Not that the law was incapable of further improvement, not least because the numbers and types of bodies carrying out public functions has changed so substantially since. That’s why I welcome what the present government has been doing to widen the scope of the provisions; we’ve already extended the Act to all academy schools through the Academies Act, to the Association of Chief Police Officers (ACPO), to the Financial Ombudsman Service, and to the Universities and Colleges Admissions Services (UCAS).

What’s more, last week the Freedom Act received Royal Assent. That provided for the extension of Freedom of Information provisions to over 100 companies wholly owned by public authorities. But we mustn’t stop there.

The Minister responsible for the FOI Act is my colleague Lord McNally, and he is committed to ensuring that the Act works better and is extended even further, once the Justice Select Committee has finished their report into how the Act is working in practice. Chaired by Liberal Democrat MP Sir Alan Beith, the Committee is currently conducting post-legislative scrutiny of the Act, and I very much hope that when they bring forward their analysis we will have even more ideas for strengthening transparency and accountability within Government.

So it’s ironic, given all that good work, that one of the major rows we’ve had over recent months has been the difference of opinion on what should or should not be released in the case of the so-called risk register on the Health and Social Care bill.

The government has resisted publication on the grounds that policy advice from civil servants must be kept confidential if it is to have any value. Others have said that they ought to know what the consequences might be of what by any measure was a controversial, if in my view greatly improved, bill. Who’s right?

Paradoxically, I suspect the answer is both. The principle of not releasing the private advice of civil servants as part of the process of policy formation was recognised even when we were arguing over the original legislation line-by-line. Indeed, I remember trying to persuade ministers then to differentiate between the information on which policy was based — statistics, factual information and the like — which ought to be made available, and the opinions expressed by policy-makers disclosure of which might harm the process.

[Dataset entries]

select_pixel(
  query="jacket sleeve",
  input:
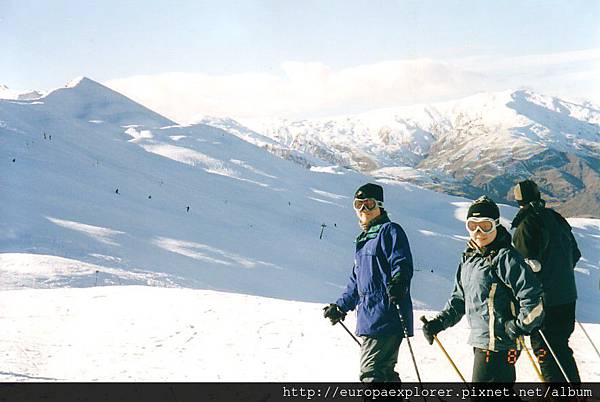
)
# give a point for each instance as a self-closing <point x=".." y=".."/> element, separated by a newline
<point x="516" y="274"/>
<point x="349" y="298"/>
<point x="531" y="239"/>
<point x="397" y="251"/>
<point x="574" y="247"/>
<point x="455" y="306"/>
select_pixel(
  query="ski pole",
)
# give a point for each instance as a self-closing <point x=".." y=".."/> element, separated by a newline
<point x="350" y="333"/>
<point x="536" y="368"/>
<point x="589" y="339"/>
<point x="446" y="353"/>
<point x="403" y="323"/>
<point x="562" y="370"/>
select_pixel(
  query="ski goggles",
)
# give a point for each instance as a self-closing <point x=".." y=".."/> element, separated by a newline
<point x="366" y="203"/>
<point x="484" y="225"/>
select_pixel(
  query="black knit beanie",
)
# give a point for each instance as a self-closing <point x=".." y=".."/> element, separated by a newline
<point x="370" y="190"/>
<point x="526" y="191"/>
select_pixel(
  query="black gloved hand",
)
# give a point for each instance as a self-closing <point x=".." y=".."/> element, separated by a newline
<point x="512" y="330"/>
<point x="334" y="313"/>
<point x="431" y="328"/>
<point x="397" y="289"/>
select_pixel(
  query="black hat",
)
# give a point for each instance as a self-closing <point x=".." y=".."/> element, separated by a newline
<point x="526" y="191"/>
<point x="484" y="207"/>
<point x="370" y="190"/>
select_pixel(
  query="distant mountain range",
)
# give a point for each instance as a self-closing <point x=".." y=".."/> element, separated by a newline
<point x="482" y="144"/>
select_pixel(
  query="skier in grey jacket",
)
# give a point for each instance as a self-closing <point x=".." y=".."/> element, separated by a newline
<point x="497" y="291"/>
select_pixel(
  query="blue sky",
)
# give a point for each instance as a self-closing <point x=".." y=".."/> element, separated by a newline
<point x="47" y="43"/>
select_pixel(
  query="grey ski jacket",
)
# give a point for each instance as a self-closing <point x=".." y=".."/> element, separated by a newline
<point x="494" y="285"/>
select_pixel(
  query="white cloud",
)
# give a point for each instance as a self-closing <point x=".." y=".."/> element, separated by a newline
<point x="308" y="89"/>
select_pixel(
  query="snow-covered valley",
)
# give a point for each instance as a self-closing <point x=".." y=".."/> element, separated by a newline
<point x="94" y="196"/>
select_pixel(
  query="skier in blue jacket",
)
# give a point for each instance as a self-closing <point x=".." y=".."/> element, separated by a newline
<point x="379" y="287"/>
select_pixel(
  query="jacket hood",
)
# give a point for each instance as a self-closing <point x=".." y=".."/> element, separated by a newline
<point x="533" y="207"/>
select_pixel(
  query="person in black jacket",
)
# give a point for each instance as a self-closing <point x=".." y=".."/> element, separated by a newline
<point x="546" y="241"/>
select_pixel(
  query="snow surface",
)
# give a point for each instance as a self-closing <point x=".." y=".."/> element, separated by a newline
<point x="252" y="230"/>
<point x="138" y="333"/>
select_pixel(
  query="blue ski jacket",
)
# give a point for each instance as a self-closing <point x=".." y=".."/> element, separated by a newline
<point x="381" y="252"/>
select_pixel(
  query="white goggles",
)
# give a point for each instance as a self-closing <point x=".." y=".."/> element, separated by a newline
<point x="484" y="225"/>
<point x="366" y="203"/>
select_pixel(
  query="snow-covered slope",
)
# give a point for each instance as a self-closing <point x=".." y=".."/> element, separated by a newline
<point x="7" y="93"/>
<point x="484" y="142"/>
<point x="138" y="333"/>
<point x="254" y="220"/>
<point x="253" y="226"/>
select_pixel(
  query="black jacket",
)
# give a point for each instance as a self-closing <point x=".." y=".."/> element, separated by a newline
<point x="543" y="235"/>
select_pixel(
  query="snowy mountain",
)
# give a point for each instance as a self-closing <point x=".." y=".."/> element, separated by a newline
<point x="141" y="333"/>
<point x="253" y="227"/>
<point x="7" y="93"/>
<point x="483" y="143"/>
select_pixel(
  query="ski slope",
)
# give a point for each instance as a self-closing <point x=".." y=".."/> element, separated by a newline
<point x="248" y="249"/>
<point x="139" y="333"/>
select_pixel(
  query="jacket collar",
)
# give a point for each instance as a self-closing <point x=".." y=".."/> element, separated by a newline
<point x="373" y="227"/>
<point x="534" y="207"/>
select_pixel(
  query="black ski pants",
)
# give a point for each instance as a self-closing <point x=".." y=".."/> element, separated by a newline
<point x="559" y="324"/>
<point x="378" y="358"/>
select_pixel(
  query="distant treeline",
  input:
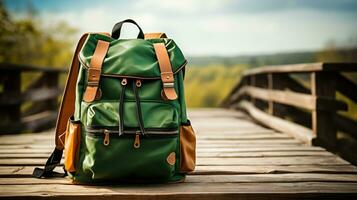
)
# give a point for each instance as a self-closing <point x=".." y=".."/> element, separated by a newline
<point x="331" y="54"/>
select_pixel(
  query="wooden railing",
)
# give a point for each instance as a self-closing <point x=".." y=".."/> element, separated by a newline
<point x="299" y="99"/>
<point x="33" y="108"/>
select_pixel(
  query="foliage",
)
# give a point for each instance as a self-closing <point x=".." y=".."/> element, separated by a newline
<point x="206" y="87"/>
<point x="26" y="41"/>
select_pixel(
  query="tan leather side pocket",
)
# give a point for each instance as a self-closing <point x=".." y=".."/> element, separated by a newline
<point x="188" y="148"/>
<point x="73" y="136"/>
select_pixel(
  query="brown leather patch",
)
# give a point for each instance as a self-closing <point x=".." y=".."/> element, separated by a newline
<point x="188" y="148"/>
<point x="171" y="159"/>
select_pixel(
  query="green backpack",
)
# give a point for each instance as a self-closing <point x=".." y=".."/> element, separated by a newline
<point x="123" y="112"/>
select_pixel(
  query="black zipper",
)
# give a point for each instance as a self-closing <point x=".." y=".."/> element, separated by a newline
<point x="114" y="132"/>
<point x="134" y="77"/>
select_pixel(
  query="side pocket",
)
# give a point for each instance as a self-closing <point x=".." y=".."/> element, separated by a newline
<point x="73" y="135"/>
<point x="188" y="148"/>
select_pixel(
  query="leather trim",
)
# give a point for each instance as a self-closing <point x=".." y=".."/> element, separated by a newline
<point x="167" y="76"/>
<point x="187" y="149"/>
<point x="71" y="152"/>
<point x="94" y="71"/>
<point x="69" y="94"/>
<point x="141" y="77"/>
<point x="154" y="35"/>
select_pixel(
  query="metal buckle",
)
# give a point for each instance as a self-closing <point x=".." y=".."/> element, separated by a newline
<point x="92" y="83"/>
<point x="168" y="85"/>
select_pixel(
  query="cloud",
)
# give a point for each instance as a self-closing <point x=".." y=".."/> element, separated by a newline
<point x="220" y="27"/>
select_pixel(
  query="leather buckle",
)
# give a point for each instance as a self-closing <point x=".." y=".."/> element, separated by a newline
<point x="168" y="85"/>
<point x="93" y="83"/>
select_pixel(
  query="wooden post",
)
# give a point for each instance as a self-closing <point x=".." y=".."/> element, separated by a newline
<point x="323" y="84"/>
<point x="270" y="87"/>
<point x="275" y="83"/>
<point x="51" y="82"/>
<point x="252" y="83"/>
<point x="12" y="84"/>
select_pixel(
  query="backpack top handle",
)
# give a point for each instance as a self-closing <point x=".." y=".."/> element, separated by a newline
<point x="117" y="29"/>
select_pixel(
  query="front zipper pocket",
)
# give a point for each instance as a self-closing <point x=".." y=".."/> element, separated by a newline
<point x="130" y="156"/>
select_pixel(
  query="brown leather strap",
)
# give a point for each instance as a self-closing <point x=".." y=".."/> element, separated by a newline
<point x="94" y="71"/>
<point x="66" y="109"/>
<point x="167" y="76"/>
<point x="154" y="35"/>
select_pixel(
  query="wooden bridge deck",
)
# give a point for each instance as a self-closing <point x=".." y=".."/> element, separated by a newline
<point x="237" y="158"/>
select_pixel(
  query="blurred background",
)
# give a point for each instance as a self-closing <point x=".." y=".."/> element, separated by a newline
<point x="220" y="38"/>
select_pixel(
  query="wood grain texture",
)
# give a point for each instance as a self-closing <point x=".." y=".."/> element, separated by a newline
<point x="236" y="159"/>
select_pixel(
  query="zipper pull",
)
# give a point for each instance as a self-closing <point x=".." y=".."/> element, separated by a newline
<point x="137" y="140"/>
<point x="106" y="138"/>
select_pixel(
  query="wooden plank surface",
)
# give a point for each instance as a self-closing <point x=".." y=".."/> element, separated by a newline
<point x="300" y="68"/>
<point x="236" y="158"/>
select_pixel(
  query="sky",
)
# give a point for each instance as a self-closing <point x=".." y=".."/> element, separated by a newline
<point x="213" y="27"/>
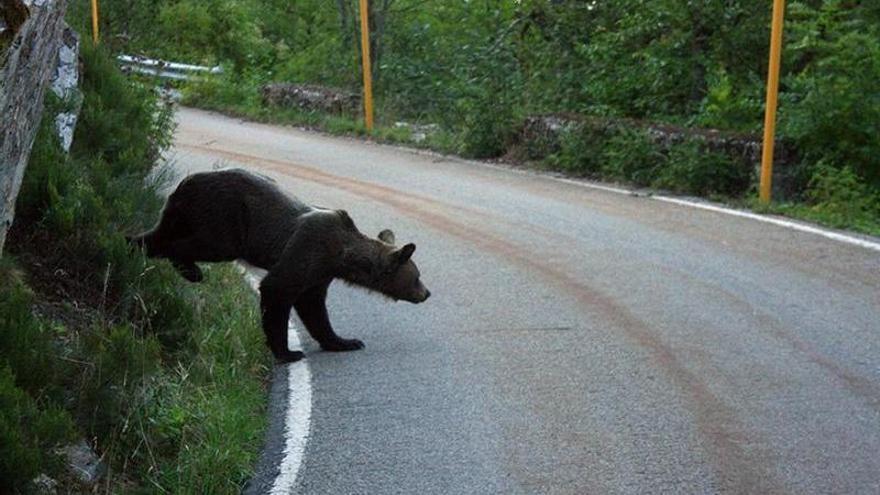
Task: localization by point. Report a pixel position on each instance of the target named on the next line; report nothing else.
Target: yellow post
(368, 74)
(95, 21)
(772, 93)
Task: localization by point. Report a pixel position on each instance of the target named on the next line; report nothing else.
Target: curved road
(577, 340)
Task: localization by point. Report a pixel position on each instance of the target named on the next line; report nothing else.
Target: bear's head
(399, 277)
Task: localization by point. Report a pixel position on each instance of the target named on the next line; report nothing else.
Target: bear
(234, 214)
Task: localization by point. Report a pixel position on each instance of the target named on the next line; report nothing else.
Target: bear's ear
(386, 236)
(405, 253)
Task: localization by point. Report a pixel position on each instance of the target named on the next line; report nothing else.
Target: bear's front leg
(311, 307)
(275, 324)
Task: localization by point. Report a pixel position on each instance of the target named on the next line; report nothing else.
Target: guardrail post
(368, 73)
(772, 94)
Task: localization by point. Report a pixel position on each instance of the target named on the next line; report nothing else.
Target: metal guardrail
(165, 69)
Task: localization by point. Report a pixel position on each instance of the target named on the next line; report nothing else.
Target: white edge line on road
(775, 221)
(298, 417)
(801, 227)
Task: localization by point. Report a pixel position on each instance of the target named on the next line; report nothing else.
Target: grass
(165, 379)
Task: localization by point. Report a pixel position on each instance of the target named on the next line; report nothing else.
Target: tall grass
(165, 379)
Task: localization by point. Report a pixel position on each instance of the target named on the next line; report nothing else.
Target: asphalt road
(577, 340)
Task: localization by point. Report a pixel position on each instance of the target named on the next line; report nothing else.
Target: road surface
(577, 340)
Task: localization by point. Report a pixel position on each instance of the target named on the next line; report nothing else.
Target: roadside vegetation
(480, 69)
(165, 380)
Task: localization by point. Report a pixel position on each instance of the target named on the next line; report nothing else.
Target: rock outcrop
(27, 69)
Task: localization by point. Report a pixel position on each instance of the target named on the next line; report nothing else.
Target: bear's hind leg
(188, 270)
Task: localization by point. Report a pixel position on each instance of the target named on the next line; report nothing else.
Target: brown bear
(234, 214)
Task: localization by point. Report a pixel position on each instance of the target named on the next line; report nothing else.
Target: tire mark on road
(739, 470)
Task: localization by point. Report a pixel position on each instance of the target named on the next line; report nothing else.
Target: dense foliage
(163, 379)
(477, 67)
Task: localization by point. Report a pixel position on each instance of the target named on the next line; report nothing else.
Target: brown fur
(234, 214)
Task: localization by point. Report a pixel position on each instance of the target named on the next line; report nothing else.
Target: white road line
(775, 221)
(801, 227)
(298, 418)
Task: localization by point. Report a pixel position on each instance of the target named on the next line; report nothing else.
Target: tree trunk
(28, 67)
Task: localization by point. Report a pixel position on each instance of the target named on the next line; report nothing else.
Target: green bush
(164, 377)
(841, 198)
(28, 434)
(831, 109)
(692, 168)
(632, 156)
(581, 149)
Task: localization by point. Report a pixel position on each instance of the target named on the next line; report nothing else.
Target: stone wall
(541, 135)
(28, 67)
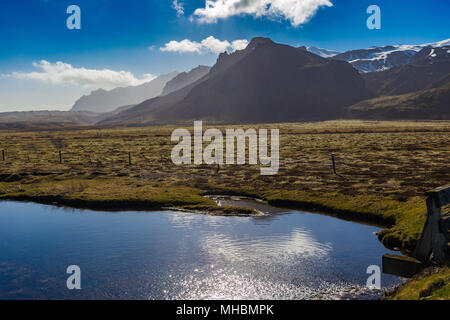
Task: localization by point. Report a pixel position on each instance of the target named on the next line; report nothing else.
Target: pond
(286, 254)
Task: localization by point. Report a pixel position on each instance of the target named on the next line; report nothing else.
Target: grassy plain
(384, 170)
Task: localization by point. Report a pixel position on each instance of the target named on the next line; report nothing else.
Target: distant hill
(106, 101)
(428, 69)
(266, 82)
(184, 79)
(385, 57)
(324, 53)
(37, 119)
(432, 104)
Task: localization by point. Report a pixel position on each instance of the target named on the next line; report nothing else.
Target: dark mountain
(428, 69)
(106, 101)
(184, 79)
(266, 82)
(432, 104)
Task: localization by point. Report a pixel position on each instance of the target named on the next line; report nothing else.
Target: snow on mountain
(383, 58)
(324, 53)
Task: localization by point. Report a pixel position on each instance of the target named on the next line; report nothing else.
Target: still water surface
(175, 255)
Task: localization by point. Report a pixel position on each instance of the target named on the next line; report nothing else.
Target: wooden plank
(432, 240)
(401, 266)
(438, 241)
(441, 195)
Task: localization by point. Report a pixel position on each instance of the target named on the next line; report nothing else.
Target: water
(174, 255)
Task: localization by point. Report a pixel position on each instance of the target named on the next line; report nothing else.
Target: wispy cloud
(208, 45)
(60, 73)
(178, 7)
(297, 12)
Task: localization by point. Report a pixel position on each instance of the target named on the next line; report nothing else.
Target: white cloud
(182, 46)
(209, 44)
(60, 73)
(239, 44)
(214, 45)
(178, 7)
(297, 12)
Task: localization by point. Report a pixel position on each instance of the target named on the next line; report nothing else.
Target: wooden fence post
(433, 239)
(333, 161)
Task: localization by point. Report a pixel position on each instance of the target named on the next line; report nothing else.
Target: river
(285, 254)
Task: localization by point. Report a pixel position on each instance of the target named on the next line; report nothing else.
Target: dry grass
(385, 169)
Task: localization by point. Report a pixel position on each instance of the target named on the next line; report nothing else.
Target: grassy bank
(384, 169)
(433, 284)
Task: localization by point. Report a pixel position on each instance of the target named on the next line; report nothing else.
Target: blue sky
(127, 36)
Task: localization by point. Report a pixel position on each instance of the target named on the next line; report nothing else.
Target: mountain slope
(385, 58)
(106, 101)
(36, 119)
(184, 79)
(432, 104)
(428, 69)
(266, 82)
(324, 53)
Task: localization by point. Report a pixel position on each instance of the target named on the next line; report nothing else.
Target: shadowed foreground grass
(385, 169)
(431, 285)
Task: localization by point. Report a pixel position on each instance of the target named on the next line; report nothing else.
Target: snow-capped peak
(324, 53)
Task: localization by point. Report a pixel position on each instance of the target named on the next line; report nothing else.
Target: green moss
(431, 285)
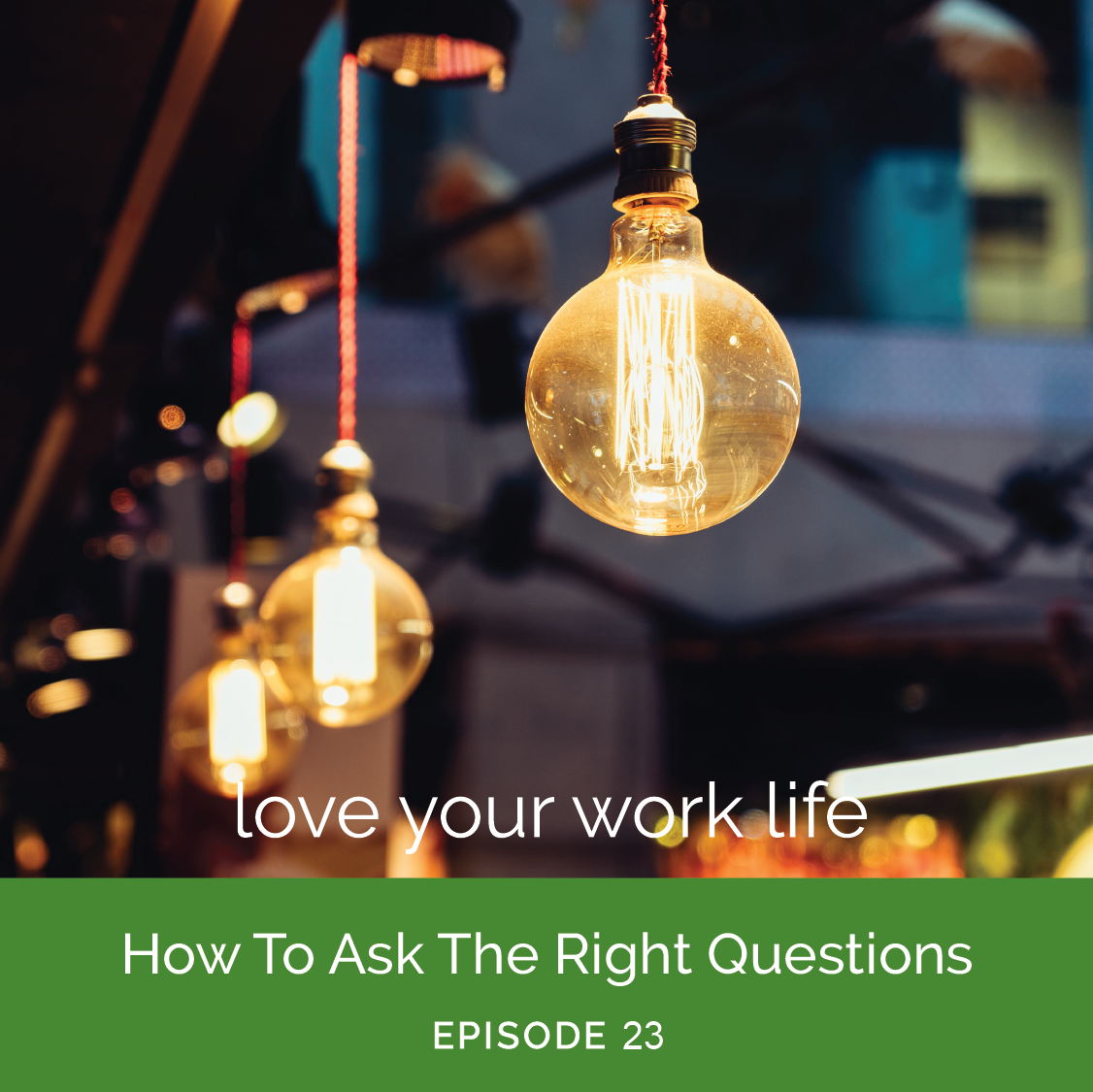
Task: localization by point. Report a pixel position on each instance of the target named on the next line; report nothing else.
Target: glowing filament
(344, 652)
(236, 712)
(660, 404)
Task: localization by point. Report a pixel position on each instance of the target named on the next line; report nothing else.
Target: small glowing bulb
(662, 398)
(253, 422)
(236, 712)
(336, 695)
(347, 630)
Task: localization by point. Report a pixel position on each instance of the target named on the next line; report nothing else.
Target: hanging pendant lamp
(449, 42)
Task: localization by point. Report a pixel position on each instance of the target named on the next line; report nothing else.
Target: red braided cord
(659, 37)
(347, 246)
(241, 384)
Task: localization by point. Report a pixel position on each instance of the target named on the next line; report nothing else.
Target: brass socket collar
(655, 142)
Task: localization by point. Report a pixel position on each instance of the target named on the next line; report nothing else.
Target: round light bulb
(226, 725)
(662, 398)
(347, 629)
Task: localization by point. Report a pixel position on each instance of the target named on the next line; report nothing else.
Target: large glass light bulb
(347, 627)
(661, 398)
(225, 722)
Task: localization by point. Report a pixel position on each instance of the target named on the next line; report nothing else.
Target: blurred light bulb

WHAT YOU NEED TO DO -
1. Answer these questions from the passage on freedom of information.
(a) Who is the Minister responsible for the FOI Act?
(b) To how many companies did the Freedom Act extend Freedom of Information provisions, and what kind of companies are they?
(c) Who chairs the Justice Select Committee?
2. The first paragraph of the passage on freedom of information names bodies to which the Act has already been extended. List every one of them.
3. Carry on the passage on freedom of information, starting after its final sentence.
This listing plays no part in the work on the text.

EXERCISE ANSWERS -
1.
(a) Lord McNally
(b) Over 100 companies wholly owned by public authorities
(c) Liberal Democrat MP Sir Alan Beith

2.
- All academy schools
- The Association of Chief Police Officers (ACPO)
- The Financial Ombudsman Service
- The Universities and Colleges Admissions Services (UCAS)

3.
And I pointed to the provisions in the New Zealand legislation, which we often took as a model, which has a qualified exemption for information to be withheld to “maintain the effective conduct of public affairs”. So for the government to hold to the principle is not unreasonable.

But that shouldn’t be used as a reason to withhold everything connected to that advice. That’s why I’ve been arguing that, while it’s right to maintain the exemption principle, it would also be right to publish as much of what is contained in the risk register as possible so that people can form their own judgements.

Apart from anything else, much of it is either already in the public domain or has been superseded by later amendments in the bill, so it’s hard to see what damage could now be done. Indeed, probably the worst damage for those interested in ensuring transparency would be to set the precedent that the whole advice could be released, because of the effect on candour and disclosure in the future.

So we should publish, but not be damned for not releasing verbatim advice. It’s not a conspiracy, it’s a necessary protection of openness in the future. And while I would accept, if not agree with, criticism from those who have been entirely consistent in their views, the last people who should cry foul are Labour ex-ministers who, far from publishing risk registers in full, preferred to publish not at all.

* David Heath is MP for Somerton and Frome and Minister of State for Environment, Food and Rural Affairs.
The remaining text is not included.